/---

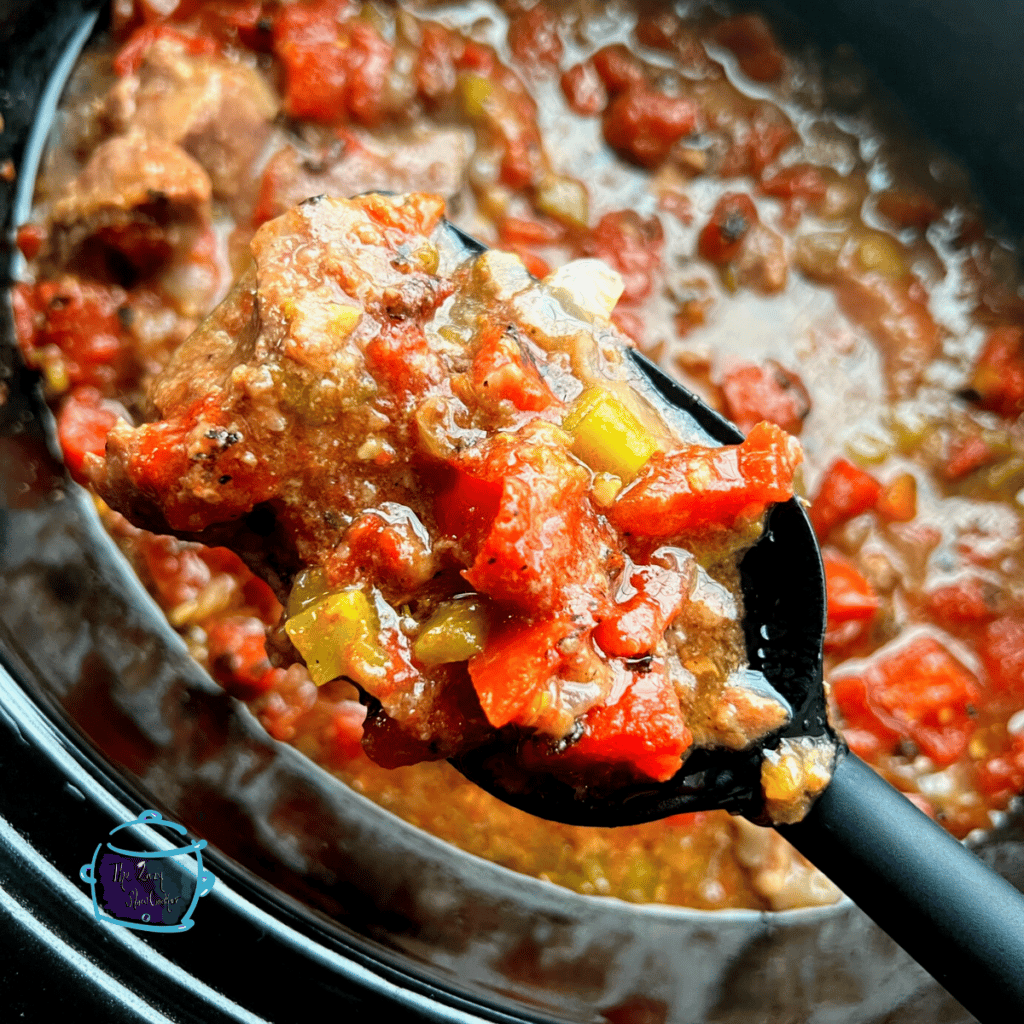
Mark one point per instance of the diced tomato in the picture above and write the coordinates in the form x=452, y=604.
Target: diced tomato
x=519, y=230
x=767, y=391
x=967, y=454
x=924, y=693
x=642, y=124
x=532, y=37
x=584, y=89
x=1000, y=776
x=751, y=39
x=237, y=646
x=798, y=181
x=908, y=209
x=175, y=567
x=697, y=488
x=476, y=57
x=733, y=216
x=763, y=141
x=402, y=358
x=333, y=69
x=866, y=734
x=845, y=492
x=511, y=674
x=529, y=536
x=1001, y=650
x=289, y=700
x=374, y=547
x=83, y=423
x=644, y=728
x=129, y=58
x=435, y=61
x=998, y=374
x=963, y=603
x=635, y=626
x=897, y=501
x=502, y=372
x=419, y=213
x=79, y=323
x=850, y=596
x=632, y=246
x=345, y=732
x=617, y=68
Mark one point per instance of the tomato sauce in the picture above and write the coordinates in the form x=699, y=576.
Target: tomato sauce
x=788, y=263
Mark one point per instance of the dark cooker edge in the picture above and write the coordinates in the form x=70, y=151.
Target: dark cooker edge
x=55, y=791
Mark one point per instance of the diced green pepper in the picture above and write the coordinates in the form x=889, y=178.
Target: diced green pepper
x=475, y=93
x=564, y=199
x=337, y=636
x=455, y=632
x=606, y=435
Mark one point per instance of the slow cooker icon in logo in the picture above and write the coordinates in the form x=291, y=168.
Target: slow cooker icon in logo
x=150, y=890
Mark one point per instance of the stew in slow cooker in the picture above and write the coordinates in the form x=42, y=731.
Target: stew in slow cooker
x=477, y=516
x=778, y=251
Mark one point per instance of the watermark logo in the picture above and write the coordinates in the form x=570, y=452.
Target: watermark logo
x=147, y=890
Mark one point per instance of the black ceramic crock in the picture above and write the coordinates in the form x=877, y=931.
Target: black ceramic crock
x=324, y=902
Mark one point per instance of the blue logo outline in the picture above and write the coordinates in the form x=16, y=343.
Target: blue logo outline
x=205, y=881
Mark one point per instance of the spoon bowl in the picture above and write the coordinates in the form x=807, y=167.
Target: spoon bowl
x=956, y=916
x=783, y=588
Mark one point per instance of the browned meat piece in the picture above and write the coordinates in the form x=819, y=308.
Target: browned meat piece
x=218, y=111
x=427, y=160
x=270, y=399
x=137, y=197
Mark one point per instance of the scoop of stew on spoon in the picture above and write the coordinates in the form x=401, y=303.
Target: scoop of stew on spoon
x=958, y=919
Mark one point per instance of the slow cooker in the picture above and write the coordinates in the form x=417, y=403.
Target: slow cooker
x=321, y=900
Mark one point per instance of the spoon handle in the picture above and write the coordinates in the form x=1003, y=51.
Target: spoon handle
x=952, y=913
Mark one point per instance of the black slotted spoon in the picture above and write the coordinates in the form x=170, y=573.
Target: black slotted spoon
x=957, y=918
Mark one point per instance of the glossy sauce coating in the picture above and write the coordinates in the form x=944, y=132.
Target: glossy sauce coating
x=779, y=249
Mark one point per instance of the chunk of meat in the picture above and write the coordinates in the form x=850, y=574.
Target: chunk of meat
x=267, y=358
x=218, y=111
x=138, y=197
x=432, y=161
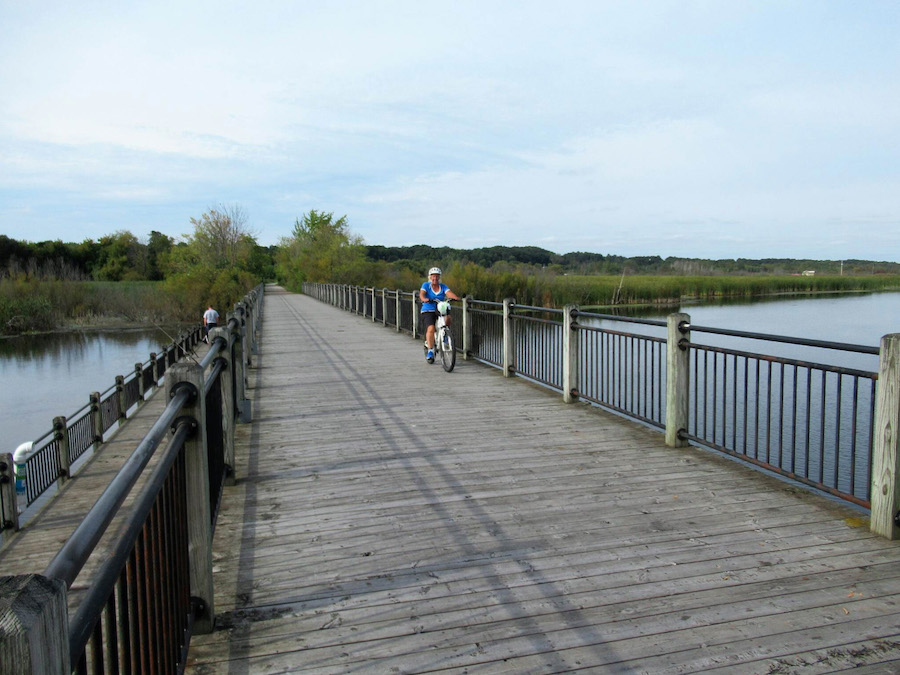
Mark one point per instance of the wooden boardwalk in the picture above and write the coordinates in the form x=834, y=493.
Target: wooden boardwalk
x=392, y=518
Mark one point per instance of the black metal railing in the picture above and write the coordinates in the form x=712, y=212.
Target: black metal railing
x=809, y=421
x=87, y=428
x=142, y=604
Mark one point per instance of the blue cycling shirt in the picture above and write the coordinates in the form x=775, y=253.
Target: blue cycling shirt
x=431, y=304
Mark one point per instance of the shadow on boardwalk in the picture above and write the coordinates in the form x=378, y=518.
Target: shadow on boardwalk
x=390, y=517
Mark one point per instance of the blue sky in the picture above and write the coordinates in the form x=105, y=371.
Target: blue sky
x=717, y=129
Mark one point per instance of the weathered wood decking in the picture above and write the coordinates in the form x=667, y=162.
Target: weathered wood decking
x=392, y=518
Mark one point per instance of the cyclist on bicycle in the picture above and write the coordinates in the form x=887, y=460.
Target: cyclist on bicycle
x=432, y=292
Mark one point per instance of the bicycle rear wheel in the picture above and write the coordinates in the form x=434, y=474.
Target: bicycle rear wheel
x=448, y=351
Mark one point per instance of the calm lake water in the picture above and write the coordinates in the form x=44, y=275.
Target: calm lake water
x=48, y=375
x=44, y=376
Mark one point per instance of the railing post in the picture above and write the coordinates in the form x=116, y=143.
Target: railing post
x=9, y=503
x=508, y=338
x=570, y=354
x=61, y=434
x=34, y=626
x=139, y=374
x=678, y=379
x=467, y=327
x=96, y=418
x=120, y=394
x=237, y=346
x=229, y=401
x=190, y=375
x=885, y=500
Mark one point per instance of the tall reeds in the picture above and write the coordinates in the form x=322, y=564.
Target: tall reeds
x=556, y=291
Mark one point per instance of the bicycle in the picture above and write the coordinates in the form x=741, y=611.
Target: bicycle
x=443, y=338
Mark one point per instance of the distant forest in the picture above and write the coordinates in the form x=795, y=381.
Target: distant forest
x=123, y=257
x=415, y=257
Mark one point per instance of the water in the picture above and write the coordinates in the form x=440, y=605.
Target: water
x=45, y=376
x=859, y=319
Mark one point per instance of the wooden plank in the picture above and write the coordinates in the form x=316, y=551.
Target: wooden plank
x=395, y=518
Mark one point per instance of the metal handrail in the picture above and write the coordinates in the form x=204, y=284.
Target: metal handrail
x=73, y=555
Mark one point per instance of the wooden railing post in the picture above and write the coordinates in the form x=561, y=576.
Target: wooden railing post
x=678, y=379
x=229, y=400
x=96, y=418
x=508, y=337
x=886, y=451
x=139, y=374
x=120, y=394
x=9, y=503
x=467, y=327
x=570, y=354
x=237, y=345
x=61, y=434
x=34, y=626
x=190, y=376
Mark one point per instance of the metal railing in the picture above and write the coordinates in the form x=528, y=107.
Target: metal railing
x=809, y=421
x=54, y=456
x=154, y=589
x=802, y=419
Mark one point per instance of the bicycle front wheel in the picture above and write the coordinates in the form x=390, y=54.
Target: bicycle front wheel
x=448, y=351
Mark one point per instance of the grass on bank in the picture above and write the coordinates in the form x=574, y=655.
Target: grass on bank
x=547, y=290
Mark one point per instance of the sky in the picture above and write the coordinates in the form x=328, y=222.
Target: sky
x=690, y=128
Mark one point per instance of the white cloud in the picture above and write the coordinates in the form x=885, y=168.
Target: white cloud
x=660, y=127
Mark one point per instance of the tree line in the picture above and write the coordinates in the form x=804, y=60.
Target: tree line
x=159, y=280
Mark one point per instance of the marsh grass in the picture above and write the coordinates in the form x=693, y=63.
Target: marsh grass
x=43, y=305
x=548, y=290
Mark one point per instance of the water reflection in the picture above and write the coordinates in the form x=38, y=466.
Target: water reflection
x=53, y=374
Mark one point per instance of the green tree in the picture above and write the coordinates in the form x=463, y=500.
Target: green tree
x=322, y=249
x=216, y=265
x=157, y=248
x=122, y=258
x=221, y=237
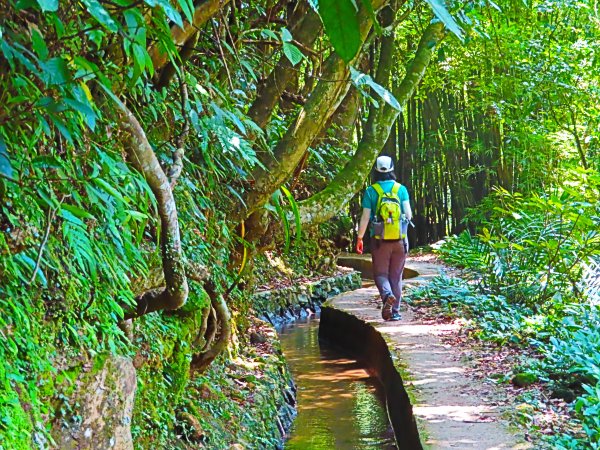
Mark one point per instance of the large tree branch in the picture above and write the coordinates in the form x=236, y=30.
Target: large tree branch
x=325, y=204
x=319, y=107
x=201, y=361
x=205, y=11
x=143, y=158
x=271, y=89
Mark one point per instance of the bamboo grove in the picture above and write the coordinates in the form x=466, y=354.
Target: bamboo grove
x=150, y=149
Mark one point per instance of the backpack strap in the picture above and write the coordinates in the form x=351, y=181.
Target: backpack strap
x=395, y=189
x=379, y=191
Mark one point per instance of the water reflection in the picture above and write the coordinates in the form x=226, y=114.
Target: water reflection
x=339, y=404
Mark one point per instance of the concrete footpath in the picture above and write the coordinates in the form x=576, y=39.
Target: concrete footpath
x=453, y=410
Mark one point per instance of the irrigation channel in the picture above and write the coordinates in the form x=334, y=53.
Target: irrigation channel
x=339, y=404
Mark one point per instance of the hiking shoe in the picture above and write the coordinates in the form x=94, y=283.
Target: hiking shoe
x=395, y=317
x=386, y=311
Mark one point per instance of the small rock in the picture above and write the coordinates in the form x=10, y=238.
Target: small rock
x=524, y=379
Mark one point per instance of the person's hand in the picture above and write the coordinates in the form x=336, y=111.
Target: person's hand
x=359, y=246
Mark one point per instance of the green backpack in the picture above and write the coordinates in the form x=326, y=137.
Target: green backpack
x=388, y=215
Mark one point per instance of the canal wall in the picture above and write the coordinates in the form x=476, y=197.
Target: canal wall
x=367, y=345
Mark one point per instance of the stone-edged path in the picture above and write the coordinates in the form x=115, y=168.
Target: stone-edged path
x=453, y=411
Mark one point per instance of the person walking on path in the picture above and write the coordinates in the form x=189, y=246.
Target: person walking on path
x=388, y=255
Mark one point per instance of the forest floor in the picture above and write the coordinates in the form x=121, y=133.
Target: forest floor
x=448, y=375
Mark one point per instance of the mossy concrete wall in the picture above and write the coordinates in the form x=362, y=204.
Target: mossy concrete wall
x=278, y=306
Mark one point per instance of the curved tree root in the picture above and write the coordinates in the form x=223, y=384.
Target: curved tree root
x=201, y=361
x=141, y=155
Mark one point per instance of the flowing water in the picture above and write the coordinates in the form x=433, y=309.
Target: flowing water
x=339, y=405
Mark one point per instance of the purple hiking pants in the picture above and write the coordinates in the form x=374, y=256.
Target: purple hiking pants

\---

- JOB
Set out as a numbered list the lines of the entries above, beginning with the line containing "Mark one point per instance of the large" and continuing through the line containing "x=271, y=89", and omit any blank lines.

- REPLY TO THE EXERCISE
1. Mark one point per instance of the large tree branch in the picture above and write the coordinates in the form x=236, y=30.
2. Target: large tree branch
3. x=325, y=204
4. x=319, y=107
5. x=201, y=361
6. x=205, y=11
7. x=143, y=158
8. x=271, y=89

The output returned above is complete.